** Your task **
Your answer should consist of every line in the records that holds "Query".

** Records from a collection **

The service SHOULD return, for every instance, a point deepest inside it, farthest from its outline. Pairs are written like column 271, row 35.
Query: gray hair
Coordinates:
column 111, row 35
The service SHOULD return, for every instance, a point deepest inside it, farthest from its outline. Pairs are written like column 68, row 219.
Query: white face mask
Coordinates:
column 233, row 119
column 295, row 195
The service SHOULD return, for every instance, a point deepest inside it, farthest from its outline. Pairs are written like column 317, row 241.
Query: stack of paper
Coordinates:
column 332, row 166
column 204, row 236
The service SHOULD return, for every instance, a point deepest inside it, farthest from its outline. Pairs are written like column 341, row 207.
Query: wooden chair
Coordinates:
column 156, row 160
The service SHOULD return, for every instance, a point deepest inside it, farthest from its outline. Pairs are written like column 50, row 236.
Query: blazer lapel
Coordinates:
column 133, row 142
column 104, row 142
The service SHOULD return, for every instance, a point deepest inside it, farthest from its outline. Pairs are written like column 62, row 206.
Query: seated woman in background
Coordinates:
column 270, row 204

--

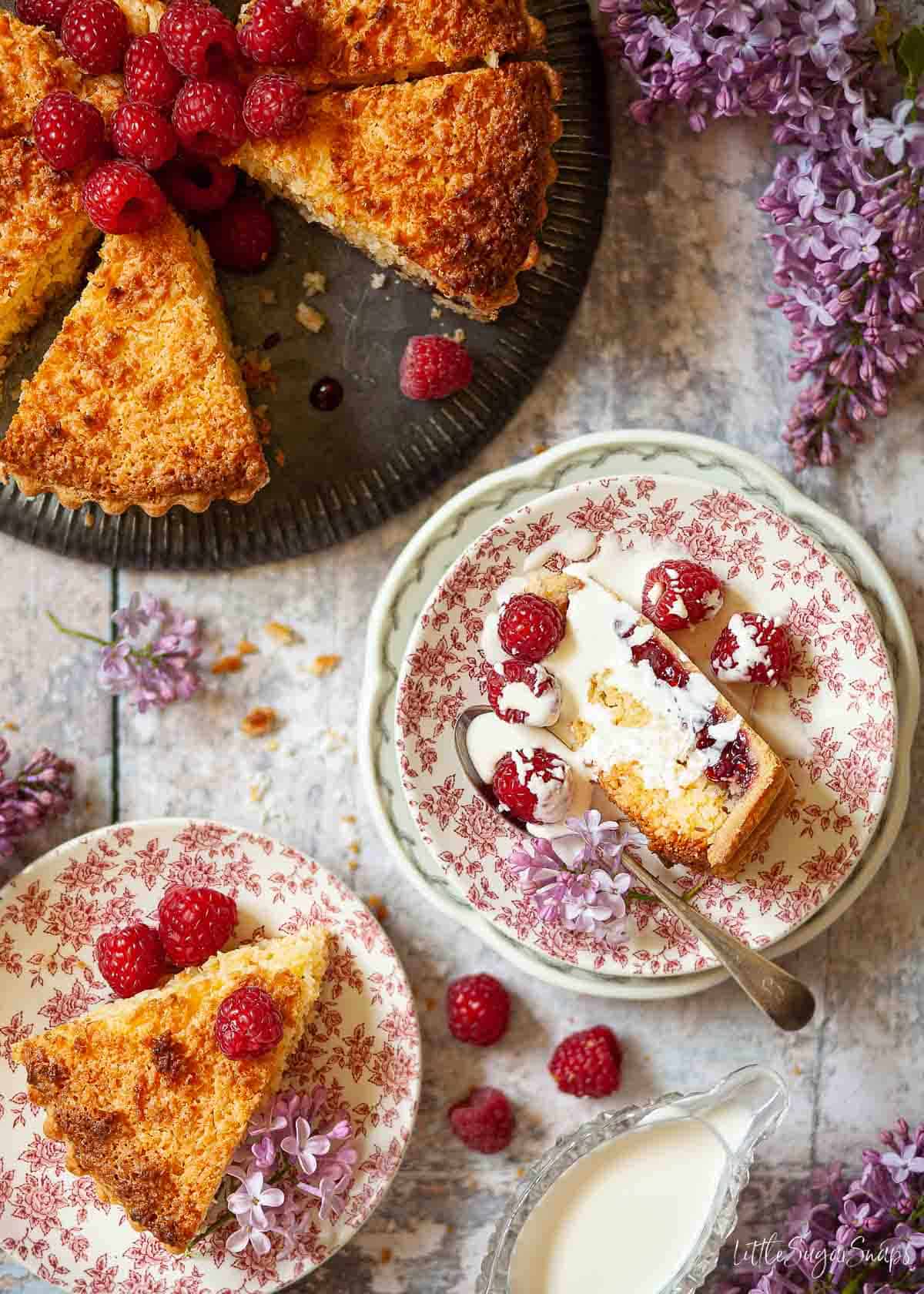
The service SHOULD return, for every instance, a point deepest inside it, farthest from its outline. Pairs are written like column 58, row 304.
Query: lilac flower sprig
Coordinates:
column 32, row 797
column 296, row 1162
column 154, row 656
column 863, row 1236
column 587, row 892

...

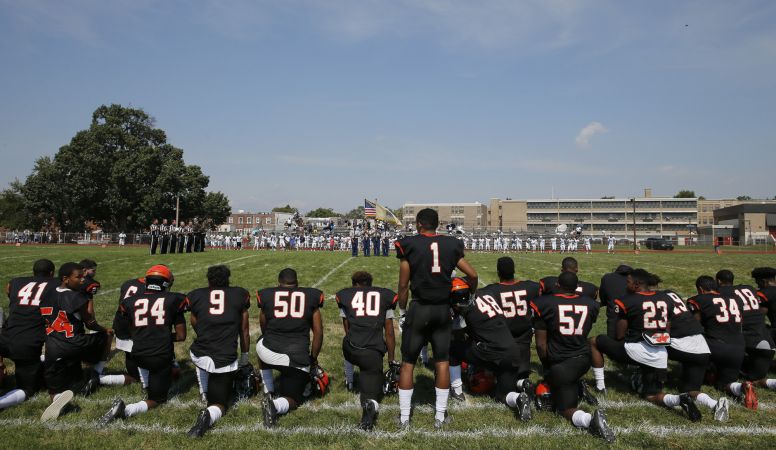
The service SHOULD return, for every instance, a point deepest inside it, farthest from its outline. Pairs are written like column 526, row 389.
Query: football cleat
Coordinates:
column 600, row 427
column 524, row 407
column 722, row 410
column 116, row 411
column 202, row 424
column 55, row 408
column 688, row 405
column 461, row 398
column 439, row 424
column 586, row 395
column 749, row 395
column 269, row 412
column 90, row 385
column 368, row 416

** Answer to the exercise **
Query: gray hair
Query: white face mask
Query: stack of paper
Query: wooden chair
Query: blazer lapel
Query: seated woman in background
Query: lilac flower sprig
Query: football cleat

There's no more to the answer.